▼
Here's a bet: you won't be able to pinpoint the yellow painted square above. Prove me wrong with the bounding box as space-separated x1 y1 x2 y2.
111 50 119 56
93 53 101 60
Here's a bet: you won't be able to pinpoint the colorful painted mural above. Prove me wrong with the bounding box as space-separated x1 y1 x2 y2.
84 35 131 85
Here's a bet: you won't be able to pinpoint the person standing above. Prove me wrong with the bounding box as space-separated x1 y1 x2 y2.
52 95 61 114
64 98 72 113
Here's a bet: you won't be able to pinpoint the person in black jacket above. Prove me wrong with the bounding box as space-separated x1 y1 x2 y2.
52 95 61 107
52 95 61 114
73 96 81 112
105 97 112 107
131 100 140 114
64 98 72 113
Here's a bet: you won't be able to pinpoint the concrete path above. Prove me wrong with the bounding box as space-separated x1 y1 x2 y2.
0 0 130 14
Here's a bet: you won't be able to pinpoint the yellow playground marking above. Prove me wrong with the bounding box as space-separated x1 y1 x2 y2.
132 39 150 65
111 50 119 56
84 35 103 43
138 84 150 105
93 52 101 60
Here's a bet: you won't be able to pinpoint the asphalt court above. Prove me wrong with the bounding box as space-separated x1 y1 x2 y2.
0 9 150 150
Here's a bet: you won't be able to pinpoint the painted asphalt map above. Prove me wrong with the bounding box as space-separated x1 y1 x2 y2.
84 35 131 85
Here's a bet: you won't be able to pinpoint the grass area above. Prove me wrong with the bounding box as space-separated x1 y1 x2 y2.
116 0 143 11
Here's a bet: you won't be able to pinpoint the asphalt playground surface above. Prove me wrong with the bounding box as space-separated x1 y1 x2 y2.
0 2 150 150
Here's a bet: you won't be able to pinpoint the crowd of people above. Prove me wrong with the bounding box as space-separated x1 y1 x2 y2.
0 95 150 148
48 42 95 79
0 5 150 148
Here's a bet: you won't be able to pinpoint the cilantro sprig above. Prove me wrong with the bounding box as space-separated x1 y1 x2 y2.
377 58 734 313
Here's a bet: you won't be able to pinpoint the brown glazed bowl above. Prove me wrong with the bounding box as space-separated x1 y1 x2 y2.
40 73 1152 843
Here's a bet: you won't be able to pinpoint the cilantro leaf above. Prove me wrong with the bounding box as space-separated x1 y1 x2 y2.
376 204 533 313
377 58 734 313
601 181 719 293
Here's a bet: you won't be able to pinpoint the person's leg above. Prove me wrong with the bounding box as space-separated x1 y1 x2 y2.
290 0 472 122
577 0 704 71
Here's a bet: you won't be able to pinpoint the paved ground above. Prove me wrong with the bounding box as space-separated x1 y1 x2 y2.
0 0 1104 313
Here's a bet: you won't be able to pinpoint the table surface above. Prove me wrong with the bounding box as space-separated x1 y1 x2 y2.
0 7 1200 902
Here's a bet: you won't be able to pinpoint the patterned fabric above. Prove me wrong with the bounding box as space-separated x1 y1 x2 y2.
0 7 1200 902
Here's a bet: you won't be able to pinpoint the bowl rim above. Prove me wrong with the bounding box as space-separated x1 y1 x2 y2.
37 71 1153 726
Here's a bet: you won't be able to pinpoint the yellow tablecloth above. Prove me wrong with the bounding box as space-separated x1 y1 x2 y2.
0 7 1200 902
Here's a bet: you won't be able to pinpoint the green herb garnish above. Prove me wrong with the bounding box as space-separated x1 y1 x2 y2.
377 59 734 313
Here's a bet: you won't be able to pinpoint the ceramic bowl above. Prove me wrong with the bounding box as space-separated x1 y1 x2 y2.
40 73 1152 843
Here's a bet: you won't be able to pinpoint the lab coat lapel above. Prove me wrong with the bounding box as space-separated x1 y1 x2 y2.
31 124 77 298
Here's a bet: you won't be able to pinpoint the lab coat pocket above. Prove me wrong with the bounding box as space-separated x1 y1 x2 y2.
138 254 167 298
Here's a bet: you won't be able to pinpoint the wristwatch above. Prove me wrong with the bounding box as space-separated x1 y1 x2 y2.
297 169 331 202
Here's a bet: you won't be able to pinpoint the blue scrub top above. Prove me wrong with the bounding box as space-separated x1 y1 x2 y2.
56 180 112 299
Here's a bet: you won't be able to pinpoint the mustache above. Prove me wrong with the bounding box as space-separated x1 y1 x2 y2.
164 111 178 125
▲
Written exercise
Give the records above as a CSV with two columns, input and output, and one row per record. Put each record's text in input and its answer in output, with each field quoted and any line breaks replaced by spaces.

Task answer
input,output
"Here's a bet: you won't be able to pinpoint the yellow painted square above. Prove me wrong with the bounding box as space-separated x1 y1 x2 y2.","111 50 119 56 93 53 101 60"
"Here's a bet: you won't be able to pinpoint the colorful painted mural above. Prove me wrong with the bounding box as space-separated x1 y1 x2 y2.","84 35 131 85"
"Here's a bet: you won't be able to pinpoint the person standing above. Prove me wrong with the bounding box as space-separated x1 y1 x2 y2.","52 95 61 114 64 98 72 113"
"Here's a bet: you won't be able to pinpoint the person in black jacket above. Prove me wrong with the bounding box as space-separated x1 y1 x2 y2.","52 95 61 107 52 95 61 114 73 96 81 112 105 97 112 107 131 100 140 114 64 98 72 113"
"Here's a bet: you won't be able to pinpoint the concrete path above. Prove me wrong with the bounding box as space-separated x1 y1 x2 y2.","0 0 130 14"
"Here's a bet: you won't be able to pinpoint the yellow playground marking above. Prove me wrong with the bounding box as space-separated x1 y1 x2 y2.","132 39 150 65 111 50 119 56 84 35 103 43 138 84 150 105 93 52 101 60"
"Here's a bet: you won't be able to pinpoint the asphalt court above. Prove me wrong with the bounding box as space-separated x1 y1 x2 y2.","0 9 150 150"
"Here's a bet: you won't be able to pinpoint the painted asphalt map above. Prove me wrong with the bounding box as space-separated x1 y1 x2 y2.","84 35 131 85"
"Here's a bet: you won't be able to pinpoint the grass area above. Prove me wrong with the bounding box as space-separated x1 y1 x2 y2.","116 0 143 11"
"Here's a bet: you won't be able to pinpoint the asphalt playground surface above. Prove me wrong with the bounding box as space-separated x1 y1 x2 y2.","0 2 150 150"
"Here's a bet: you won't be able to pinpoint the crowd of people above. Prove me wrong with the bounding box as space-separated x1 y1 x2 y2.","0 95 150 148 48 42 95 79 0 5 150 148"
"Here's a bet: you won't be able to pinpoint the cilantro sprig above. Prove me wrong with the bounding box as space-separated x1 y1 x2 y2.","377 58 734 313"
"Here's a bet: you won't be able to pinpoint the brown glazed bowl above. Prove me wrong with the bounding box as space-separated x1 y1 x2 y2.","40 73 1152 843"
"Here's a bet: you won't be able to pinpoint the cilantro leaf above. Prove me wrong with the bounding box as space-separated x1 y1 x2 y2.","376 204 533 313 377 58 734 313 601 181 719 293"
"Here's a bet: you won't be able to pinpoint the person's leg above. Prove me wrong with the bounding box as space-separated x1 y1 x2 y2.","290 0 472 122 577 0 704 71"
"Here's a bet: you won't be able to pinpoint the paved ground above. Prove me wrong with the bounding box as space-separated x1 y1 x2 y2.","0 0 1104 313"
"Here's a bet: you won't be able to pinpoint the table surface above. Prove me wrong with the bounding box as space-separated x1 y1 x2 y2.","0 7 1200 902"
"Here's a bet: you won't be able to pinpoint the patterned fabric above. Prove me wrong with the bounding box as space-separated x1 y1 x2 y2.","0 7 1200 902"
"Here's a bet: you won't be able to pinpoint the bowl rim above. Prove me wrong with the bounding box as space-separated x1 y1 x2 y2.","37 71 1153 726"
"Here's a bet: you won't be able to pinpoint the yellow tablecloth above. Prove me wrong with the bounding box as space-separated x1 y1 x2 y2.","0 7 1200 902"
"Here's a bet: you won't be able to pinpoint the green herb garnish above. Prove me wrong with the bounding box as space-separated x1 y1 x2 y2.","377 59 734 313"
"Here's a bet: you won't be able to pinpoint the ceramic bowl above. Prove me wrong with the bounding box as space-separated x1 y1 x2 y2.","40 73 1152 843"
"Here's a bet: you won't be able to pinpoint the lab coat lapel above. Prove me wrong with the bounding box as space-separated x1 y1 x2 y2.","31 124 77 298"
"Here's a bet: you won't be able to pinpoint the lab coat pocket above. Prove me wrong with the bounding box as space-separated x1 y1 x2 y2.","138 254 167 298"
"Here's a bet: you won't be able to pinpoint the wristwatch above. Prove me wrong with the bounding box as space-separated x1 y1 x2 y2.","297 169 331 202"
"Here's a bet: you won't be able to pinpoint the blue scrub top above. Prove me wrong with the bounding box as space-separated x1 y1 x2 y2.","56 180 112 299"
"Here's a bet: you won't be able to pinpoint the mustache above. Prove me wrong with the bounding box as space-separated x1 y1 x2 y2.","164 111 178 125"